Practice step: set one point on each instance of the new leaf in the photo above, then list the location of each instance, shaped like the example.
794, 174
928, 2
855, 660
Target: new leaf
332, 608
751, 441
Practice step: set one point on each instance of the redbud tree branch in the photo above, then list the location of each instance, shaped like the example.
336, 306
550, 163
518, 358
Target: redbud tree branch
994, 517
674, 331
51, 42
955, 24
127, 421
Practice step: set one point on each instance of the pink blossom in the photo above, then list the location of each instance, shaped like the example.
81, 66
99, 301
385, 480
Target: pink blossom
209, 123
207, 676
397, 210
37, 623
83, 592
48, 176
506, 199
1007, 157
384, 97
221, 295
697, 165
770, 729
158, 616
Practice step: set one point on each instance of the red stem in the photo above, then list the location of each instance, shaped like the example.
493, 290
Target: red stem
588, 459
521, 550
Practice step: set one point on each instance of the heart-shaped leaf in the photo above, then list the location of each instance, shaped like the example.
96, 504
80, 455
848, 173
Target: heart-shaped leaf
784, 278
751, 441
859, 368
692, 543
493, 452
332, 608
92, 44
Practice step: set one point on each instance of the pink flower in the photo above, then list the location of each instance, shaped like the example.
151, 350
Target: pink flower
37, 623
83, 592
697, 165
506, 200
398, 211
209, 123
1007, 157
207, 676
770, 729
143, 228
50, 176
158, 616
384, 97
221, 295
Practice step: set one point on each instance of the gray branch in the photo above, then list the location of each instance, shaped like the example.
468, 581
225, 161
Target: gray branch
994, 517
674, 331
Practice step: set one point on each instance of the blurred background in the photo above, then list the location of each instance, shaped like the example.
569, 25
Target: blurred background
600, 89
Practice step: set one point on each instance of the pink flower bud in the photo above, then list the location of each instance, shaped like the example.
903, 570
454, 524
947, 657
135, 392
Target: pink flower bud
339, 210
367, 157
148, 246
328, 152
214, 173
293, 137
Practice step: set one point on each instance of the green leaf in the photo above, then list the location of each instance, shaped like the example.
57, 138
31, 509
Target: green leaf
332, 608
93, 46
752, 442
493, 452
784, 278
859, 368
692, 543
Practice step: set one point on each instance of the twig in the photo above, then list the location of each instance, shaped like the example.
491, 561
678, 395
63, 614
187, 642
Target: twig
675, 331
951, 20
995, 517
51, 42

_ _ _ _

GOAL OF THE EXERCISE:
Every record shown above should be written out again exactly.

ANSWER TO THE EXERCISE:
Practice step: set one point on each instance of the new leaf in the photo above, then list the location of each instance, shaped like the example.
794, 174
928, 2
855, 660
Target: new leaf
332, 608
751, 441
Practice step: set one point on each instance of the redbud tree branch in the photo above, then list the location of each instance, shaped like the example.
336, 306
550, 163
518, 358
Target: redbud tree branch
994, 517
674, 331
51, 42
955, 24
127, 421
Practice step: set one point on each instance of the pink blossom in the photo above, then list the location of each instance, shaped like the example.
81, 66
99, 301
385, 480
Target: pink blossom
209, 123
207, 676
397, 210
37, 623
83, 592
48, 176
506, 199
1007, 157
384, 97
221, 295
697, 165
770, 729
158, 616
Practice step: set one point on each instance of the red stem in the photo above, then list the location of each instance, shaped like the example.
493, 290
Target: red stem
588, 459
521, 550
Practice step: set one point on each instance of the heart-shaped leaf in the photo above, then list the location of each instance, shaped like the example.
96, 504
80, 455
848, 173
Target: heart-shaped leaf
784, 278
751, 441
859, 368
692, 543
493, 452
332, 608
92, 44
Practice step: set one point on each instance of the pink flower in the photo above, then list the location of each instance, shaped like the example.
151, 350
Target: pink flower
37, 623
83, 592
697, 165
506, 200
398, 211
209, 123
1007, 157
207, 676
770, 729
143, 228
50, 176
158, 616
384, 97
221, 295
Practice step: set one point on each instance of the gray branch in the photo above, then list the location of each instance, shaped like the example.
468, 581
225, 161
Target: gray branch
994, 517
674, 331
Practice step: set one point on each instance of the blurred background in the photo above, then list the location of each instance, shaped like the example.
569, 25
Target: blurred background
600, 89
Practice step: set one point on each instance of the pink flower bud in the photo above, then list the location of each instance, shaped like the example.
903, 570
454, 524
947, 657
135, 392
Target: pink flower bud
339, 210
367, 157
148, 246
328, 152
214, 173
293, 137
Practice step: set one point on each instance of the green leaf in the photo above, then list the location of each instance, shaped like the example.
57, 138
31, 509
Target: green leaf
332, 608
93, 46
752, 442
493, 452
784, 278
859, 368
692, 543
Practice step: set one point on each instance of the twig in the photo above, then list the location of each instance, shaped like the example.
491, 561
678, 395
63, 614
187, 642
Target: twig
675, 331
951, 20
995, 517
51, 42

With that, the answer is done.